- [Data in this exercise]:
* * * * * * *

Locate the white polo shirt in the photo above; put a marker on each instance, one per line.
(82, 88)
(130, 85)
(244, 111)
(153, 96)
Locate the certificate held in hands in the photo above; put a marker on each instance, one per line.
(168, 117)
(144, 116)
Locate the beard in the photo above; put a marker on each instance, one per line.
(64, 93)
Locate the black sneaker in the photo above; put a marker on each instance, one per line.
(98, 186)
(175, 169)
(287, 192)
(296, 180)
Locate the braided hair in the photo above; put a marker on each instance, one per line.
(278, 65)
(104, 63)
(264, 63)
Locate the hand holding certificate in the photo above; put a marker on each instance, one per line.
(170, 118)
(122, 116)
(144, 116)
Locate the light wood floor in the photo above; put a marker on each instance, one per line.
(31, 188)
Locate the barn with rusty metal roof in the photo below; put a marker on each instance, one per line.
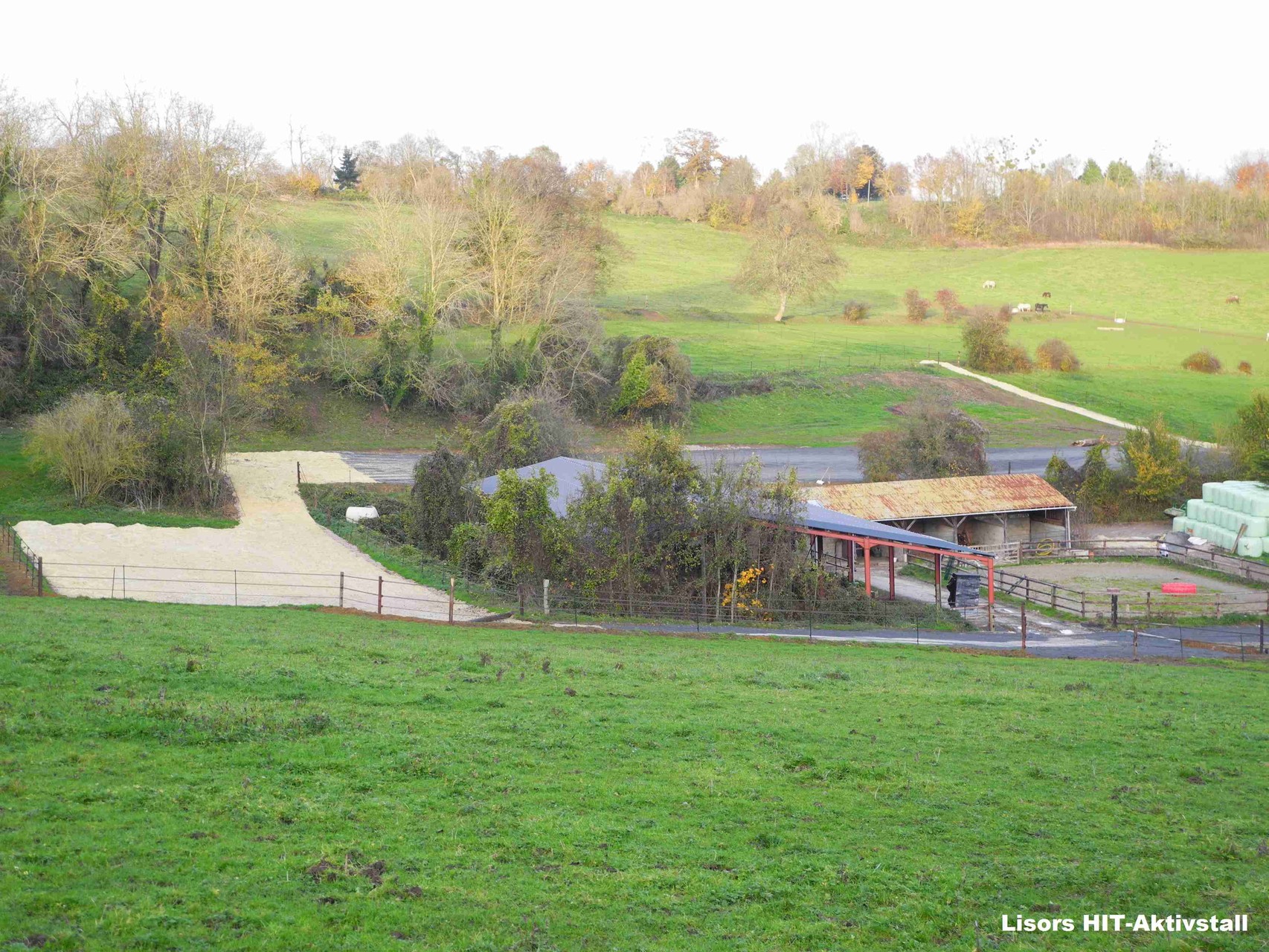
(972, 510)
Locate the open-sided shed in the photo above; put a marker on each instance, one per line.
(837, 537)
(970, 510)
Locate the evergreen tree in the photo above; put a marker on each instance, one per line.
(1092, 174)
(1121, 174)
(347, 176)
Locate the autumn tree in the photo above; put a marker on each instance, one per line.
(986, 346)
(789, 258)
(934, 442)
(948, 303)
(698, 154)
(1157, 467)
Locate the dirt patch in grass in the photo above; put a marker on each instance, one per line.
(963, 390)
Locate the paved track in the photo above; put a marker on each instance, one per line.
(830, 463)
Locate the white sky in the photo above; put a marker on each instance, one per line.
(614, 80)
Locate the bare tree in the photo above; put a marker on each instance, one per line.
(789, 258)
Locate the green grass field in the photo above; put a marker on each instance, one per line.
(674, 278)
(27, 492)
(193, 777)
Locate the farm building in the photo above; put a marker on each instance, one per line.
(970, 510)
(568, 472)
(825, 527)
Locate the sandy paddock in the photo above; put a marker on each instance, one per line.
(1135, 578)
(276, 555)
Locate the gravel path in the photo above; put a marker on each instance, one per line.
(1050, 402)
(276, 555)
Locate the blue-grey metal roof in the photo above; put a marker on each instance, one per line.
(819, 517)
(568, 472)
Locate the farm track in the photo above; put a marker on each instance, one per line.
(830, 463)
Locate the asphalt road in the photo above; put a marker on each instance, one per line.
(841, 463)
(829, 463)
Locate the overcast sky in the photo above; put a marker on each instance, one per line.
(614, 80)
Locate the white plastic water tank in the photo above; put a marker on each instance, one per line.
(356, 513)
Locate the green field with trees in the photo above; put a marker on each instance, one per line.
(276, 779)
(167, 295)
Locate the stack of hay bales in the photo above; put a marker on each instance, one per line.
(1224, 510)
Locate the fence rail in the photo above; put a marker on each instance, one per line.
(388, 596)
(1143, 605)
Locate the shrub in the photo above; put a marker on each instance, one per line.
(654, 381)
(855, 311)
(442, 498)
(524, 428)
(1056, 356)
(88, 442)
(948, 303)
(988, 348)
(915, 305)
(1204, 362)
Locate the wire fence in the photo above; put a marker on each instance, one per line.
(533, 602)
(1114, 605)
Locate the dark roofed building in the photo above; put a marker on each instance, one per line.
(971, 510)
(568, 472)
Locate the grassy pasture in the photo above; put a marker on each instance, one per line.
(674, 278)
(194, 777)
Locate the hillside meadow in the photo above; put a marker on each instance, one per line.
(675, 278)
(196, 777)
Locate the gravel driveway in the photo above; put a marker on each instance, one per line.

* * * * * * *

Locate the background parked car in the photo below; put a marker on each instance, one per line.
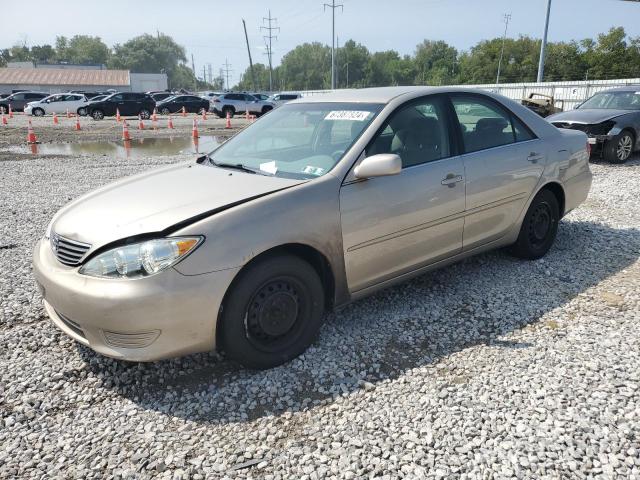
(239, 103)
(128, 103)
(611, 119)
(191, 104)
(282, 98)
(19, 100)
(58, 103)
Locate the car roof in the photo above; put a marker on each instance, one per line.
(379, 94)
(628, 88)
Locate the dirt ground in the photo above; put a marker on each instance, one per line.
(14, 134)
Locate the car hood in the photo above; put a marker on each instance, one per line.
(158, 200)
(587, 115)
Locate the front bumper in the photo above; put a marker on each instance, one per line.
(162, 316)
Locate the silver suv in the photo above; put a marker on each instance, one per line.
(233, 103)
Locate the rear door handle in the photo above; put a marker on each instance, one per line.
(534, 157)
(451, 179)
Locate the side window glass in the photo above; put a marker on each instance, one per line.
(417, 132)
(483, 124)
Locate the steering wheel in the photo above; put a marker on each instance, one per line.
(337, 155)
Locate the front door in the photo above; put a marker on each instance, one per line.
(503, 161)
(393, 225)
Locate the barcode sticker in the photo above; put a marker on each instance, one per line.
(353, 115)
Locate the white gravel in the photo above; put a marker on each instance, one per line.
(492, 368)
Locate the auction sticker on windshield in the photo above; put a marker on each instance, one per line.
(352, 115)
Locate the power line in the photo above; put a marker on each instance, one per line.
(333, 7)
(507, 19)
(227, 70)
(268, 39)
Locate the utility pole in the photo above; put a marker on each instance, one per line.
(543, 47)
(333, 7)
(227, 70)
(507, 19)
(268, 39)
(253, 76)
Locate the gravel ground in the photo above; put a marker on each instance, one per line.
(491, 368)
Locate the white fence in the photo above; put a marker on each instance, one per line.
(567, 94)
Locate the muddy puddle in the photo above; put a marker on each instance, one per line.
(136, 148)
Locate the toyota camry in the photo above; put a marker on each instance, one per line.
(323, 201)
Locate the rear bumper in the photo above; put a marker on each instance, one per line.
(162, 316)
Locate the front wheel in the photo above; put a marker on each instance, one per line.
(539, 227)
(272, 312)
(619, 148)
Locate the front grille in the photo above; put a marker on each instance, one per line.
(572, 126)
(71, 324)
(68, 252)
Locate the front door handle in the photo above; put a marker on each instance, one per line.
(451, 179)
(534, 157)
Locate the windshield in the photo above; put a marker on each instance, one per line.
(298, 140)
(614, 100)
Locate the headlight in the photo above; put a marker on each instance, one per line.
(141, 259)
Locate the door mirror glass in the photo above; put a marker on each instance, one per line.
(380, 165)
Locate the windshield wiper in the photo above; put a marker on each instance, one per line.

* * * * * * *

- [Exercise brief]: Please copy, exactly as written, every line in the listing above from the line with "Locate the door" up to and including the line with "Locate the windshield wiper".

- [Solution for this exercise]:
Locate the door mirror glass in the photo above; put a marker on each instance, one per line.
(380, 165)
Locate the windshield wiper in the photo above; put a marker on each instance, one per line.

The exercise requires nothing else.